**Extrait du document:**
= = = = =
Notre « État de la pauvreté » en France et en Isère
Le Secours Catholique publie ce jeudi 14 novembre son rapport statistique annuel État de la pauvreté en France « Prestations sociales : quand la solidarité s'éloigne ».
Pour son rapport 2024, au-delà des contours d’une pauvreté multiple et complexe, qui caractérise l’exclusion d’aujourd’hui, nous alertons sur la dégradation du niveau de vie des plus pauvres et la difficulté à accéder à la protection sociale face à la dématérialisation des démarches administratives.
Le passage au tout numérique avec ses incompréhensions, blocages, bugs et contentieux s’est traduit par une déshumanisation, un accroissement des inégalités et une augmentation du non-recours aux prestations sociales.
En 2023, 44% des personnes accueillies en Isère étaient sans ressource (25% au niveau national), un chiffre record qui témoigne de l’aggravation des conditions de vie, notamment pour les personnes exilées vivant en métropole grenobloise. Le niveau de vie médian des ménages rencontrés est en baisse de 19€ et s’établit à 555 euros par mois au national et 517€ en Isère.
= = = = =
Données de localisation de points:
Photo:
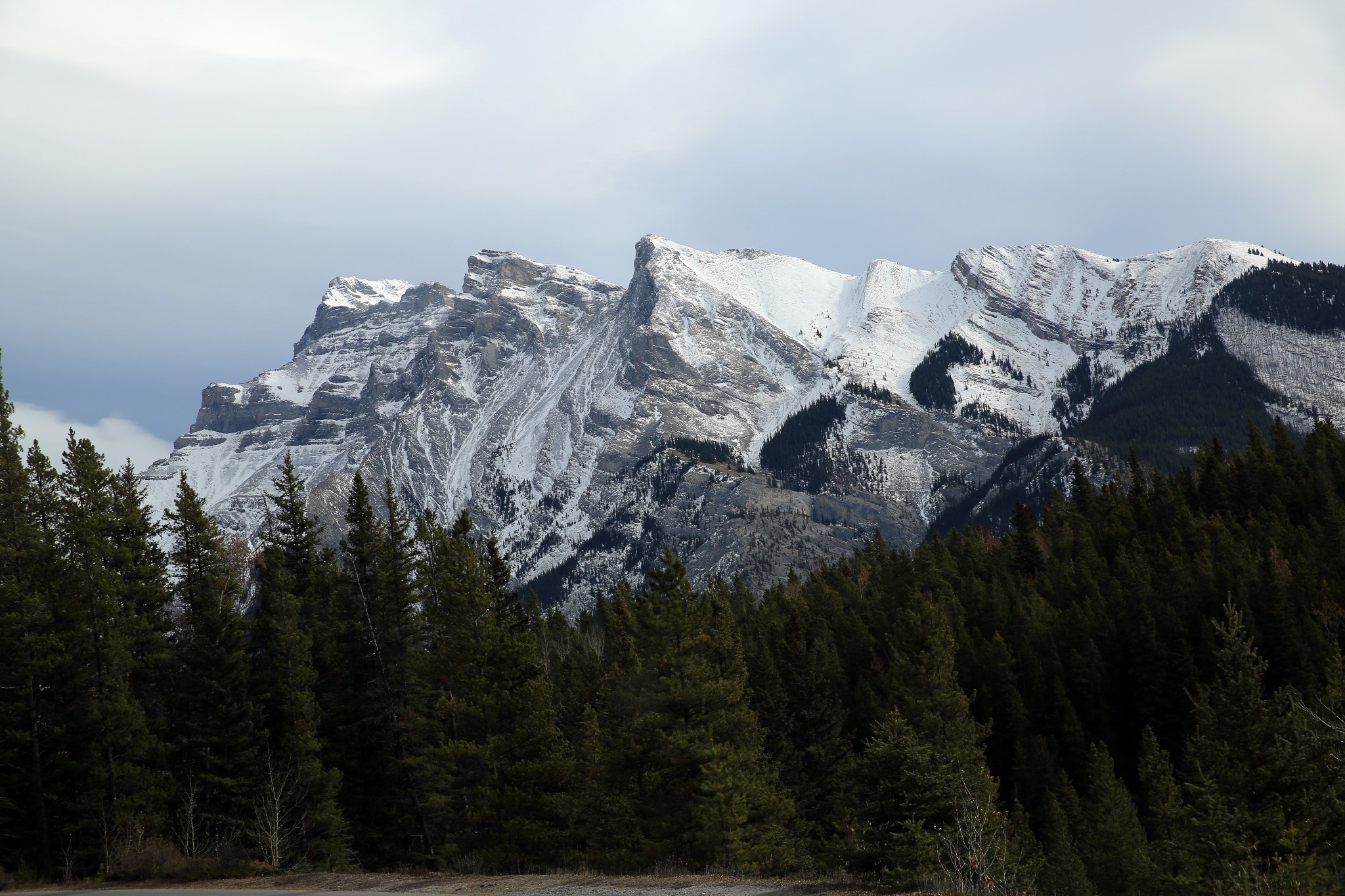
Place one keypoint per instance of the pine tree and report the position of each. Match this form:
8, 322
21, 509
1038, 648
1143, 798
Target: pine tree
213, 730
291, 605
1165, 816
493, 763
96, 609
378, 626
925, 758
1111, 840
1262, 798
29, 644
= = = = =
**Consignes:**
1. Selon le texte sur la pauvreté en Isère, quelles difficultés accompagnent le passage au tout numérique ? Citez-les toutes.
2. Prolongez le texte sur la pauvreté en Isère à partir de sa dernière phrase.
La liste ci-dessus est un matériau distinct du texte.

**Réponses:**
1. Incompréhensions, blocages, bugs et contentieux.

2.
95% (90% en Isère) des ménages rencontrés ont un niveau de vie inférieur au seuil de pauvreté (1275€), 74% (67% en Isère) sont même en situation d’extrême pauvreté (850€).
L’écoute et l’aide aux démarches est le premier besoin exprimé par les personnes que nous rencontrons
L’écoute reste le besoin essentiel exprimé par les personnes en situation de pauvreté. En 2023 elles étaient 42 % à exprimer leur besoin de rencontrer un bénévole pour expliquer leur situation et être aidées dans leurs démarches administratives et d’accès aux droits.
En ce qui concerne les impayés (charges, loyer, énergie mobilité), ils concernent 47% des ménages rencontrés en Isère, notamment les familles monoparentales. Pour aider les personnes à rétablir leur budget ou à régler des impayés, le Secours Catholique de l’Isère a octroyé 90 300€ d’aides financières directes aux personnes en 2023.
Cette année, nous avons voulu regarder de plus près comment les personnes accèdent, ou non, à la solidarité nationale telle qu’elle s’exprime à travers les prestations sociales. Or le constat est sans appel : cette solidarité, centrale dans la vie des personnes, au fil des années, s’étiole et s’éloigne.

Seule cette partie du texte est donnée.